---------- PAGE EXTRACT
As a novice user of the R statistics package, I found help from Emily Mankin’s tutorial, Steve Pittard’s videos and Aaron Schumacher’s explanation of 3D graphs. After running prcomp() on the entire corpus, I determined that there are not two but three significant principle components within my 15D vector space. On the one hand, this was a significant reduction that I could visualize, but on the other it required a triplot (a graph of three principle components) that would not be easy to render on a screen. It is possible, however, to project biplots of each pair of principle components from the triplot. The black dots are prose texts and the red dots are verse. The green lines represent the rotations of the 15 variables. I need at least three images of biplots to represent the all the relationships between PC1, PC2 and PC3:
Projection of PC1 and PC2 from a PCA triplot
Projection of PC1 and PC3 from a PCA triplot
Projection of PC2 and PC3 from a PCA triplot
The significant rotations for PC1 are SP, PF, FF, BF and FP negatively correlated with BB, SS, BS, FB, SB and PS; those for PC2 are BF, SF and FF negatively correlated with FP, SS, PB and BP; and for PC3 the significant rotations are PP, FP and SF negatively correlated with FB, FF, BB and PB. I’m still trying to sort this all out but the next image clearly shows how prose and verse texts separate in the triplot:
Angled projection of PCA triplot
There is a higher tendancy among verse texts toward SS (consecutive signifiers), PS (initial signifiers after punctuation), SB and BS (signifiers and a bi-words in either order). Prose texts tend toward
higher lower frequencies of SP (signifiers with no preceding formatives, followed by punctuation), FF (consecutive formatives), PB (initial bi-words after punctuation), PF (punctuation followed by formatives) and BF (bi-words followed by formatives). From these observations we could extrapolate further and say that in the syntactical structure of a text, verse tends to feature signifiers and prose tends to feature avoid formatives.
These results are of course preliminary and I need to examine the PCA analysis further, but there seems to be a definite measurable difference between verse and prose, at least in French. And what is remarkable is that this difference does not depend on specific word choice, meter or rhyme, even though those are the qualities readers appreciate in verse. I have completed a comparable analysis with the ABU corpus (over 200 works in French spanning many centuries) and the results are similar: verse and prose are measurably different according to a purely syntactical analysis, with no explicit reference to semantics, phonetics or scansion. Monsieur Jourdain would be pleased.
--------------------
---------- LISTED ENTRIES
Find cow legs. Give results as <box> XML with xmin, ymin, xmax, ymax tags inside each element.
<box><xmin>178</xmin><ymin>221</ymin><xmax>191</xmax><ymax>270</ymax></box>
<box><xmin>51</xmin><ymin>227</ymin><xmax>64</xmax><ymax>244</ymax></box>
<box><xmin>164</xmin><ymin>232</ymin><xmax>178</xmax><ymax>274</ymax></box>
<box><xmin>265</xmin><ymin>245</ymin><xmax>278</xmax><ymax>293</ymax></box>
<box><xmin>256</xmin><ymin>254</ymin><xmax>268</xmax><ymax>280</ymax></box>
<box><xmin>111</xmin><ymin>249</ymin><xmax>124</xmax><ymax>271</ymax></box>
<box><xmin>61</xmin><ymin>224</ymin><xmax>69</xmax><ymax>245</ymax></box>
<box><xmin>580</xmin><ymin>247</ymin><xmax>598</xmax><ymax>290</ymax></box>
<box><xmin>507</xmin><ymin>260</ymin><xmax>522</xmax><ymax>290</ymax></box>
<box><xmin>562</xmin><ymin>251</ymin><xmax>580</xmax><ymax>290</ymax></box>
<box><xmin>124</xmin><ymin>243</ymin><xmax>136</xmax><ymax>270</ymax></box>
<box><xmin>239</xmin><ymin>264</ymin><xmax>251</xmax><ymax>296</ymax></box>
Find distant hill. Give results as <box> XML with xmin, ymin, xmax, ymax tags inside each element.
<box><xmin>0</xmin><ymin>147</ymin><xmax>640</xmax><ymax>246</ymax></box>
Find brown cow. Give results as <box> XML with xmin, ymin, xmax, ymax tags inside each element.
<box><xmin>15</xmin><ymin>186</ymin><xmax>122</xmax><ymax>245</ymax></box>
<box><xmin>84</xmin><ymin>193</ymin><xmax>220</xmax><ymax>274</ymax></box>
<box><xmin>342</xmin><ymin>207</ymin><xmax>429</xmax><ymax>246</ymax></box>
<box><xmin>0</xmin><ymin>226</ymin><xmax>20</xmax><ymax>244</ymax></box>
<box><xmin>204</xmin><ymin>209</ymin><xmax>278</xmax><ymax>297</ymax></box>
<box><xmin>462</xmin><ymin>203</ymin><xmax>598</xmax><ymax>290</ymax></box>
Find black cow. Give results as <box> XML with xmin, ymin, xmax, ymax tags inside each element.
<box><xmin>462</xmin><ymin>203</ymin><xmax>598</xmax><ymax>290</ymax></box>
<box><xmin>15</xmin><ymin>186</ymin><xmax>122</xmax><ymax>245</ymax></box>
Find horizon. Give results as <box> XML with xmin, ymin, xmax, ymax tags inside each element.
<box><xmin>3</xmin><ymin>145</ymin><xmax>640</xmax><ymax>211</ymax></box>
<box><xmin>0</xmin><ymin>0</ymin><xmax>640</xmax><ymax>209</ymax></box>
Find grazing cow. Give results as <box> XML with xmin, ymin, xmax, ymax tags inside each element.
--------------------
> **EXERCISE REQUIREMENTS**
A: Name every person the verse-and-prose analysis credits with a tutorial, videos or an explanation that helped with R.
B: From the verse-and-prose analysis, return the passage that opens with the words containing "These results are" and closes with "would be pleased.".

> **ANSWERS TO THE TASKS**
A: Emily Mankin, Steve Pittard, Aaron Schumacher

B:
These results are of course preliminary and I need to examine the PCA analysis further, but there seems to be a definite measurable difference between verse and prose, at least in French. And what is remarkable is that this difference does not depend on specific word choice, meter or rhyme, even though those are the qualities readers appreciate in verse. I have completed a comparable analysis with the ABU corpus (over 200 works in French spanning many centuries) and the results are similar: verse and prose are measurably different according to a purely syntactical analysis, with no explicit reference to semantics, phonetics or scansion. Monsieur Jourdain would be pleased.